Natural-language object grounding data
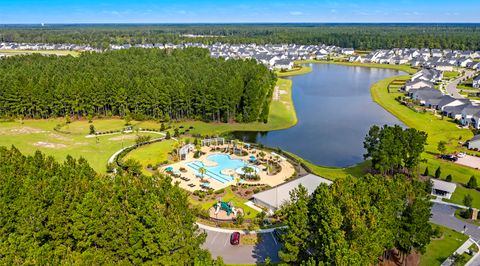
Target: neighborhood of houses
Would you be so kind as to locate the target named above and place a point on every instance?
(421, 87)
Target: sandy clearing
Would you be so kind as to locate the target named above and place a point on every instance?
(21, 131)
(59, 137)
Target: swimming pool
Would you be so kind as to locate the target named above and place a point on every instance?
(223, 162)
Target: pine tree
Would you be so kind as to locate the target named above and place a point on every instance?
(438, 172)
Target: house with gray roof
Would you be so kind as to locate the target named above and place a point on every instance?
(476, 82)
(442, 189)
(474, 143)
(424, 95)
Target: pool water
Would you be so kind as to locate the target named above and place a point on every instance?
(223, 161)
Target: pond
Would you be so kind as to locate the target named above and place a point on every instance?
(335, 111)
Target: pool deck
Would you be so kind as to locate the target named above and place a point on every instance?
(286, 171)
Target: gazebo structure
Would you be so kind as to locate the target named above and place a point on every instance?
(185, 150)
(216, 141)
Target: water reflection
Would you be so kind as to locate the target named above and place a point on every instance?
(335, 111)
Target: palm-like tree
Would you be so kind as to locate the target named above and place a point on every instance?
(247, 170)
(202, 171)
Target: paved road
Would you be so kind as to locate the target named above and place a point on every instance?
(444, 215)
(218, 243)
(451, 87)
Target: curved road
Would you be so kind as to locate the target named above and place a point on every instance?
(218, 243)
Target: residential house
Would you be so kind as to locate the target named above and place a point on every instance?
(417, 84)
(474, 143)
(476, 82)
(424, 95)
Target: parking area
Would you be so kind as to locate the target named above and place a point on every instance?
(218, 243)
(470, 161)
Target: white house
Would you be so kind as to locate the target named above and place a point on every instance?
(418, 84)
(476, 82)
(443, 189)
(474, 143)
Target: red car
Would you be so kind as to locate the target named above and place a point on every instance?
(235, 238)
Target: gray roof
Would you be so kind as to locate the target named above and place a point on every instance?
(279, 195)
(443, 185)
(475, 138)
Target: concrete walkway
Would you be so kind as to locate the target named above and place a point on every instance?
(451, 87)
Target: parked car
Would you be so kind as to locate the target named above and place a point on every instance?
(449, 157)
(235, 238)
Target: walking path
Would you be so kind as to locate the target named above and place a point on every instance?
(451, 87)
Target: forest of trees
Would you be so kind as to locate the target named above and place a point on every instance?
(357, 221)
(64, 213)
(143, 83)
(393, 149)
(358, 36)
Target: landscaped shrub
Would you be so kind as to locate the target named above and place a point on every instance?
(220, 191)
(449, 178)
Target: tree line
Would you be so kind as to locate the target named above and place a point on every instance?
(358, 36)
(64, 213)
(357, 221)
(140, 83)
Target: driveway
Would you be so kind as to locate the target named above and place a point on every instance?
(444, 215)
(451, 87)
(218, 243)
(470, 161)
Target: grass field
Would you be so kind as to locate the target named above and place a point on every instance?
(439, 250)
(461, 192)
(152, 153)
(229, 197)
(45, 52)
(404, 68)
(31, 135)
(301, 70)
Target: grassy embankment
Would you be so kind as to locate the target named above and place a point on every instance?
(438, 129)
(299, 70)
(441, 249)
(404, 68)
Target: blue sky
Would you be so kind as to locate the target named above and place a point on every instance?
(188, 11)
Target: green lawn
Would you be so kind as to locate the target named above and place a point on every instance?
(55, 52)
(405, 68)
(439, 250)
(438, 129)
(32, 135)
(460, 193)
(152, 153)
(301, 70)
(229, 197)
(333, 173)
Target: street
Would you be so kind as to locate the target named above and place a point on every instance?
(218, 243)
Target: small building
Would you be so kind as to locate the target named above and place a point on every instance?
(275, 197)
(476, 82)
(185, 150)
(474, 143)
(443, 189)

▶ **Task details**: Set the records down again exactly as given, and leave the pictures out.

▶ **Answer to this exercise**:
Target: neighborhood of houses
Would you be so kind as to locate the target named above and place a point on every instance?
(421, 87)
Target: sandy clearing
Would you be so kind as to locate the target named above and place a point on every instance?
(21, 131)
(59, 137)
Target: swimming pool
Would you be so kind as to locate the target named above and place a point on every instance?
(223, 162)
Target: pine tree
Would you be so kind as to locate the target named above and place a point on every instance?
(438, 172)
Target: house with gray roof
Would you be so kind as to locate the target named above and place a point on every instance?
(476, 82)
(442, 189)
(474, 143)
(424, 95)
Target: pool water
Would you be so kind as to locate the target named above and place a point on every instance?
(223, 161)
Target: pond
Would you be so kind as to locate the target named above and place a point on every instance?
(335, 111)
Target: pool deck
Would you be so kind as to locate the target named above and place a point on every instance?
(286, 171)
Target: gazebo structure
Would you be so kind as to locate the target named above and place a point on every instance?
(185, 150)
(216, 141)
Target: water reflection
Would you be so kind as to locate the target named above and place a point on every instance?
(335, 111)
Target: palm-like tree
Would you be so kind as to locate the target named above and place a point on every instance?
(247, 170)
(202, 171)
Target: paved road
Would you be so kind as to locate the target named above and place a point on every instance?
(444, 215)
(218, 243)
(451, 87)
Target: curved road
Would you be so kind as to locate the target named above and place a point on every instance?
(218, 243)
Target: residential house
Would you be so kind as to locate the target named above and place a point on every instance?
(417, 84)
(474, 143)
(476, 82)
(424, 95)
Target: parking area
Would you be so kind as to locate the target named above and place a point on every instance?
(218, 243)
(470, 161)
Target: white house
Would you be so kind as to locate the target named above and place a point on every instance?
(418, 84)
(476, 82)
(443, 189)
(474, 143)
Target: red car
Would you be so kind as to locate the target named above and place a point on every instance?
(235, 238)
Target: gray roof
Would you be so kind as to locate the target named above and place a point on every instance?
(279, 195)
(443, 185)
(475, 138)
Target: concrete walkway
Would you be so kind as to locate the target named above and place a point on every instance?
(451, 87)
Target: parked car
Would you be so kind as to locate the target named above and place a point on every instance?
(449, 157)
(235, 238)
Target: walking path
Would you be so kind as to locate the target named above and place a point on every instance?
(451, 87)
Target: forest of trees
Would you be so kind as to locate the target named above and place a point on every instance?
(357, 221)
(64, 213)
(143, 83)
(393, 149)
(358, 36)
Target: landscaped shrub
Would you be so kind as to locate the target named above and place a point on every instance?
(220, 191)
(449, 178)
Target: tree line
Would you be so kind as to locate the target named above and place a point on every instance?
(358, 36)
(64, 213)
(357, 221)
(140, 83)
Target: driveway
Would you be so kind as to locate the target named above and place a point on every instance?
(444, 215)
(451, 87)
(218, 243)
(470, 161)
Target: grass field
Would you be so kind as to locate the target named above and place a point on every instance?
(439, 250)
(461, 192)
(152, 153)
(229, 197)
(45, 52)
(404, 68)
(31, 135)
(301, 70)
Target: grassy embankment
Would you be so kind as to locate the target named above and place a point on every instance?
(438, 129)
(299, 70)
(441, 249)
(404, 68)
Target: blue sky
Would you be so kind as to locate the target named above and place a point on every instance?
(188, 11)
Target: green lawn
Would you be so kind as to locate the target named above and place a point on every instance?
(55, 52)
(405, 68)
(439, 250)
(438, 129)
(32, 135)
(460, 193)
(152, 153)
(301, 70)
(229, 197)
(333, 173)
Target: street
Would you be so kind as to locate the target named above and place a point on every instance?
(218, 243)
Target: small building
Would you be so kind as to locate the target named above and place a point on every instance?
(275, 197)
(476, 82)
(185, 150)
(474, 143)
(443, 189)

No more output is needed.